Fragmento de página
Sábado, 9 de julio de 2011 | Hoy
Por Miriam Cairo
"En cosas así consiste la perdición de la lectura.
Quien la probó, lo sabe".
Fernando Savater, "Leer y leer", en Loor al leer
Entré a la hora oscura del alba, trabajando cautelosamente, con los labios húmedos y las manos calientes. Y no podía volverme atrás porque la noche me empujaba.
Quede claro que no he salido indemne. Que no entré como una cachorra y salí como una loba. Puede que haya entrado como luz y salido como sombra. Con la misma capacidad de respirar y desconocer, pero más oscura.
Entré como entran las cosas secretas, subrepticiamente, sin nombre. Con una copa vacía, con un resoplo de flores. Sin alguien que me acompañe y con la luna en la espalda. Eramos dos, con mi sombra que no acostumbraba a beber flores, ni vino, ni escarcha, y que sólo sabía andar con los pies pegados a los míos. Entré y se murieron las formas de adentro y afuera. Las cosas relampagueaban en sus máscaras y no salí indemne.
Una vez que entré, no he querido más que seguir entrando. Si alguna vez me fui, fue por poco tiempo, y desde afuera me quedé pensando en la luna de allí dentro. En los pájaros blancos martillando magnolias negras. Pensé que no es cuestión de sentirse dentro de los libros, sino que los libros estén dentro de una. Pensé en todas las palabras que empiezan con C. En los nombres que empiezan con M. En los colores enemigos que se unen para pintar la tragedia. En los mundos que empiezan y terminan. En los mundos que sólo tienen un afuera y un adentro. En los libros que no han sido escritos. En los libros escritos que no han sido leídos. Pensé en la memoria de los hongos y las uvas, pensé la duración de un grito, en la duración de un silencio y en las bocas que respiran babas rojizas. Entré a temprana edad, con un olor liviano a sangre y a menta. Entré con miedos y con pasiones en ese mundo de letras húmedas como ramos de lirios, con hojas y bulbos. Entré y no salí indemne. En el organismo me quedó una nostalgia inmensa. Afuera, agonizante murmuraba "algo falta". Entonces volvía a entrar de noche como murciélago, de día como fantasma, siempre como un animal en su primera noche de cacería.

Lista de tareas
- A) En el texto sobre la lectura, ¿de qué escrito de Fernando Savater procede la cita inicial?
- B) Prosigue el texto sobre la lectura a partir de su última frase.
Los datos no intervienen en esto.

Listado de datos

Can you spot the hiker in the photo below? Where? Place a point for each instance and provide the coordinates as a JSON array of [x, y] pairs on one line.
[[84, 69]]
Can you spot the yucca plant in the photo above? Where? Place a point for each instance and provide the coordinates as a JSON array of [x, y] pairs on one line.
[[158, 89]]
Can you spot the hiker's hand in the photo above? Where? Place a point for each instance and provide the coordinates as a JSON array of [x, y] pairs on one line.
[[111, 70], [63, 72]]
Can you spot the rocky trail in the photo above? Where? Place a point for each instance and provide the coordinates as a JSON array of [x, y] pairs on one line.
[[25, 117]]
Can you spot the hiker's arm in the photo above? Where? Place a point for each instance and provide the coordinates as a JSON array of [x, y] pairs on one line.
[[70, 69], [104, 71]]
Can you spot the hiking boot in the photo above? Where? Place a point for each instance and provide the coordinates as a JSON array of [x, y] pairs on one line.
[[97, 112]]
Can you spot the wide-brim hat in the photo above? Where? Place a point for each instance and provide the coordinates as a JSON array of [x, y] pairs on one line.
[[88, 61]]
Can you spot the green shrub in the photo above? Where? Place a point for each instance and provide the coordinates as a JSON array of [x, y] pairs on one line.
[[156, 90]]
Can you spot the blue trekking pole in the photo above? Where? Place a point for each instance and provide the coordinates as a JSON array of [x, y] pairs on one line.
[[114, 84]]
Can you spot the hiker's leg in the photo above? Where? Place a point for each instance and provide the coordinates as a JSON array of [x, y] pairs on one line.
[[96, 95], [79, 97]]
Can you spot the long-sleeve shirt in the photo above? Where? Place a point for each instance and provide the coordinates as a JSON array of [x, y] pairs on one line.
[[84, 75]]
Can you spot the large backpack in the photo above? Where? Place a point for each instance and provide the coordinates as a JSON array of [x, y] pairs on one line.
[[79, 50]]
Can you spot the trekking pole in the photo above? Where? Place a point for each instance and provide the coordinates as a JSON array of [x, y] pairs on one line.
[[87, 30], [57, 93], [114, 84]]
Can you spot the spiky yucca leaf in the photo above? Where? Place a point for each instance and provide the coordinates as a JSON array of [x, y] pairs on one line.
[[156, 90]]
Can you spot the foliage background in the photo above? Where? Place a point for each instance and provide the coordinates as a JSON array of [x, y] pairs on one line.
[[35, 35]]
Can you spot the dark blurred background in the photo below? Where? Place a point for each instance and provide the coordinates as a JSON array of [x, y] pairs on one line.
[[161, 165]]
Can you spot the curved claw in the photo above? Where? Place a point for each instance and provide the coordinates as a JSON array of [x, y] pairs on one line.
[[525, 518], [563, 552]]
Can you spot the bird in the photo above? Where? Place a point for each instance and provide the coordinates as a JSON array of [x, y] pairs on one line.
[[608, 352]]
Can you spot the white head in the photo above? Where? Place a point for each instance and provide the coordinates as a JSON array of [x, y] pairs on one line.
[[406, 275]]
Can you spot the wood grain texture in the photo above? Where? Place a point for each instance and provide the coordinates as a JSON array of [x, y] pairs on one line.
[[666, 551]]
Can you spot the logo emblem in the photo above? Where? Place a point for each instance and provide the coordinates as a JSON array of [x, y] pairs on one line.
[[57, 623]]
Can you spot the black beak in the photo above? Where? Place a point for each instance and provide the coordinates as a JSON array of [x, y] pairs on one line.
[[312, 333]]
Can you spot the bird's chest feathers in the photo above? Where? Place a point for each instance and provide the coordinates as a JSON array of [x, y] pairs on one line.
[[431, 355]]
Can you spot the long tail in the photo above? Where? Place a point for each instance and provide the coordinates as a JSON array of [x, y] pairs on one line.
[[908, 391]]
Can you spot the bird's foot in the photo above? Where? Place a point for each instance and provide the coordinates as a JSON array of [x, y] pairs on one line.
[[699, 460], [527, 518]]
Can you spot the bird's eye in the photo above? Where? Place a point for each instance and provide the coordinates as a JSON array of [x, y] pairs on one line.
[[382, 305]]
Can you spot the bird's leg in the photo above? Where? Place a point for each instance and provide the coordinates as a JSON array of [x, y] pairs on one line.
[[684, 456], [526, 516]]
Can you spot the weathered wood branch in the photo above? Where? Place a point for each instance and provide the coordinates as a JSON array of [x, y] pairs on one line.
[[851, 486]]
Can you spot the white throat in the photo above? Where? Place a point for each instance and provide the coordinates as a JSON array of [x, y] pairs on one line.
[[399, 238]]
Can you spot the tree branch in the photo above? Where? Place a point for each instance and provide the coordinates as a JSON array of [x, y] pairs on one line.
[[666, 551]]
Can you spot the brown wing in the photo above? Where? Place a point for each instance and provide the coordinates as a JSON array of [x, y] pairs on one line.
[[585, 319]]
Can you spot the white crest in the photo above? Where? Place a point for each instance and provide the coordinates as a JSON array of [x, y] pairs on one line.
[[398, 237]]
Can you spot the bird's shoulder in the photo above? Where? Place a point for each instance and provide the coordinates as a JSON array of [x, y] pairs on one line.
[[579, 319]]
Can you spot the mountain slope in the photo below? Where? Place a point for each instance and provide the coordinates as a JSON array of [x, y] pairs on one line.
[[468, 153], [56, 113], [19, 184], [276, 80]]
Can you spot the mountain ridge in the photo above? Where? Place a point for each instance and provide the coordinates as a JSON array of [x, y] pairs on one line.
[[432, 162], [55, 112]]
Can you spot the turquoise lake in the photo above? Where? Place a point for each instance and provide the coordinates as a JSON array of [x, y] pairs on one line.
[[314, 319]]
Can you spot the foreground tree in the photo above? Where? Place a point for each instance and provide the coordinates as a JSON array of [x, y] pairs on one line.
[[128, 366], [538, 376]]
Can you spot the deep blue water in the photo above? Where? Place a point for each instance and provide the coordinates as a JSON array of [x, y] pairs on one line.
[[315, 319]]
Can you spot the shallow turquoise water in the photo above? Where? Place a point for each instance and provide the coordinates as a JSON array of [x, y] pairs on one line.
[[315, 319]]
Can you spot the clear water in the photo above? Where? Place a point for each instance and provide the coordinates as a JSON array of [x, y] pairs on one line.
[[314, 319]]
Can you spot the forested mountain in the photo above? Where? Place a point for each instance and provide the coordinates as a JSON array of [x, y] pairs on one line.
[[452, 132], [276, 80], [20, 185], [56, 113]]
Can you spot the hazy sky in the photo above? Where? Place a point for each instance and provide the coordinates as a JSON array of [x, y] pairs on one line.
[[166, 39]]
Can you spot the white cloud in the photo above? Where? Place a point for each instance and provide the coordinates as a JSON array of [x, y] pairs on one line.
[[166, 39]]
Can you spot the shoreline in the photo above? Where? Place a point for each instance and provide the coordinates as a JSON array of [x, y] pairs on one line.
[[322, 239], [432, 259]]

---

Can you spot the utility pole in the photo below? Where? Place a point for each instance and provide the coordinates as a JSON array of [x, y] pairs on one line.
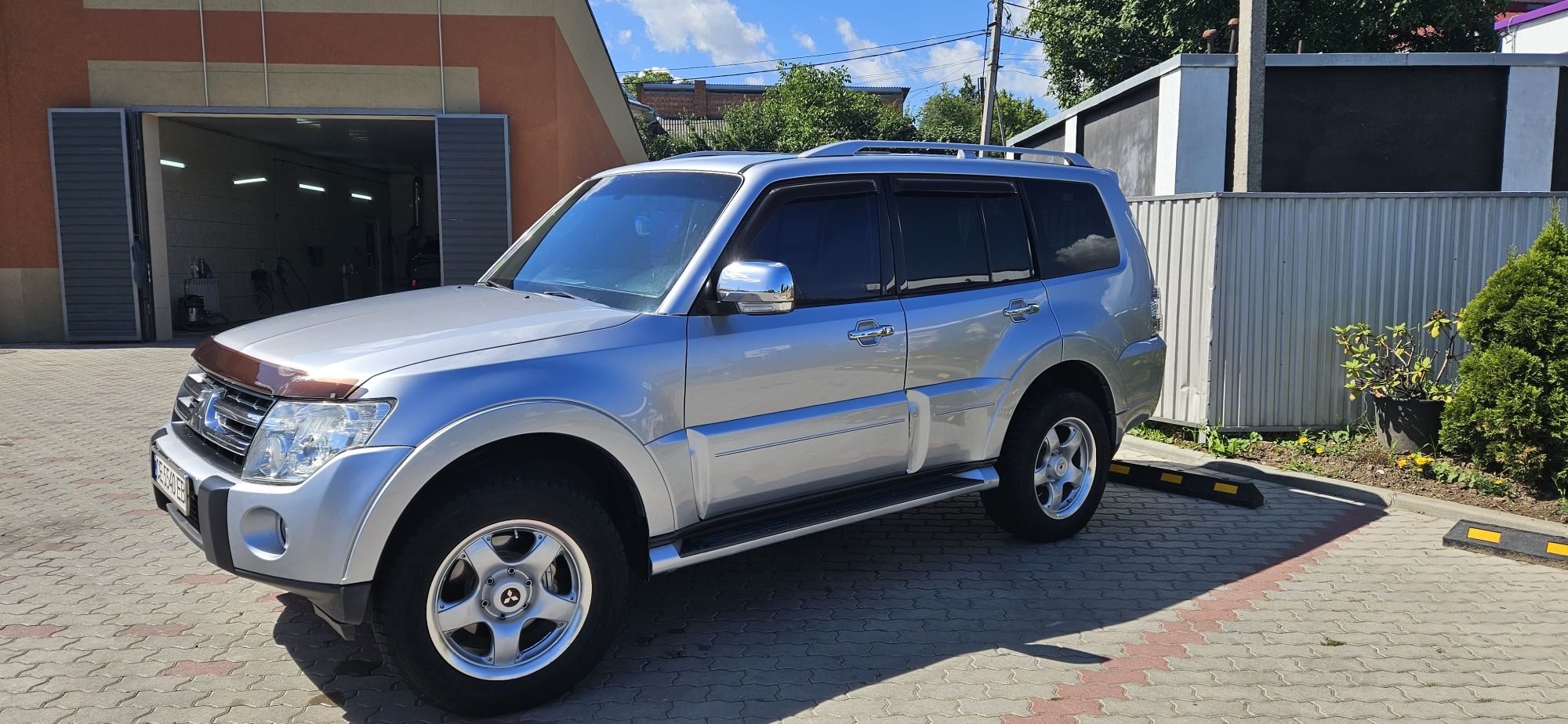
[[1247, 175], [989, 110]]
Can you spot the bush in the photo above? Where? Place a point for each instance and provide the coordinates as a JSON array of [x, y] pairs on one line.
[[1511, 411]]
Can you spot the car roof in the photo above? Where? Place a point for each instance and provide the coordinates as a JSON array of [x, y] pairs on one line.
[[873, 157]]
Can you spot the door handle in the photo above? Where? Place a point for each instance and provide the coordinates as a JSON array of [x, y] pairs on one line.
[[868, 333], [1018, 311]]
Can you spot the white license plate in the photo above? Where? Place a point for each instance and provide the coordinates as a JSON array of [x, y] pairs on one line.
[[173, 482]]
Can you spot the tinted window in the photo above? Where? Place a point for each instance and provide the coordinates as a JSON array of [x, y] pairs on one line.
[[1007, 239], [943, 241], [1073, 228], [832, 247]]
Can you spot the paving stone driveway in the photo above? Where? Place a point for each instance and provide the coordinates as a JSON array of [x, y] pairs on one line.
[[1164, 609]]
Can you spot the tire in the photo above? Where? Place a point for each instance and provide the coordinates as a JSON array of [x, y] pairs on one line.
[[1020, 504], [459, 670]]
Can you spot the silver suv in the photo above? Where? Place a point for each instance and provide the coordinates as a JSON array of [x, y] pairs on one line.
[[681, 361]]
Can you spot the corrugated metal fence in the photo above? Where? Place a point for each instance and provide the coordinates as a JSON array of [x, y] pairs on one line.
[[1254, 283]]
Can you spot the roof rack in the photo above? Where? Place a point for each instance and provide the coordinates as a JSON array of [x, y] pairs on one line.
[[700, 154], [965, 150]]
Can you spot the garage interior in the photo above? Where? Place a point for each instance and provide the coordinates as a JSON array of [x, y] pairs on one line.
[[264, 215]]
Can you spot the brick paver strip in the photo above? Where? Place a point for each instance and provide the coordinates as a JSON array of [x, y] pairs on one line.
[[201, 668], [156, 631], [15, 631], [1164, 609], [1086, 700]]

Tareas resueltas
- A) De «Leer y leer», en Loor al leer.

- B)
Con el viento de la noche calado en los huesos volví cuando todavía no me había ido. Entré invisible y salí marcada con una cruz lila. Entré en la piedra de locura y en el jardín de las delicias. Entré en la China de Li Bai como una sombra esclava. Entré con el biombo de jade y la almohada de seda. Entré a riesgo de perder la salida. Entré en el primer amor y en el último. Entré en el corazón de la desnuda que llevaba un sombrero de flores.
Quien lee lo que yo leo entra huevo y sale lagarto. Entra hombre y sale mujer. Entra mujer y sale página. Entra fulano y sale hombre antes de que la noche regrese a su noche y caiga en la fosa de la sombra.
Mahmud sabe que es tenue la diferencia entre una mujer y un árbol. Li Bai sabe que es tenue la diferencia entre yo y su sombra. Quien entra donde yo entro encuentra un solo idioma. Quien entra como yo entro, descubre que rara vez las primeras palabras conducen a las últimas. No es ése el modo de entrar donde yo entro. No es ése el modo de amar donde yo amo, ni el de morir donde yo muero.
Debido al hábito que tenía de entrar pez y salir océano, de decir yo y ser otra, de entrar con igual sigilo en una iglesia, en un paréntesis, en un cabaret o en un glosario, he tenido oportunidad de ver esqueletos revestidos de carne sentados en un restaurant fingiendo ser gente. Y encontrar después esos mismos personajes en otra página o en la vida, hablando de las mismas cosas, fingiendo impresiones que no les pertenecen.
A temprana edad entré magnolia y salí agapanto. Entre y salí con amoríos de pájaros. En toda edad entré lenguaje y salí palabra.
Entré sobresaltada y salí sobresalto.
Entré con esperanzas y salí preñada por un bulto moreno, fornido, esperanzado.
Entré con el corazón lleno y el estómago vacío en una estación de mil luces apagadas.
Entré Edipo y salí Yocasta, a la hora oscura, con los labios húmedos y las manos calientes. Y no podía volverme atrás porque la noche me empujaba.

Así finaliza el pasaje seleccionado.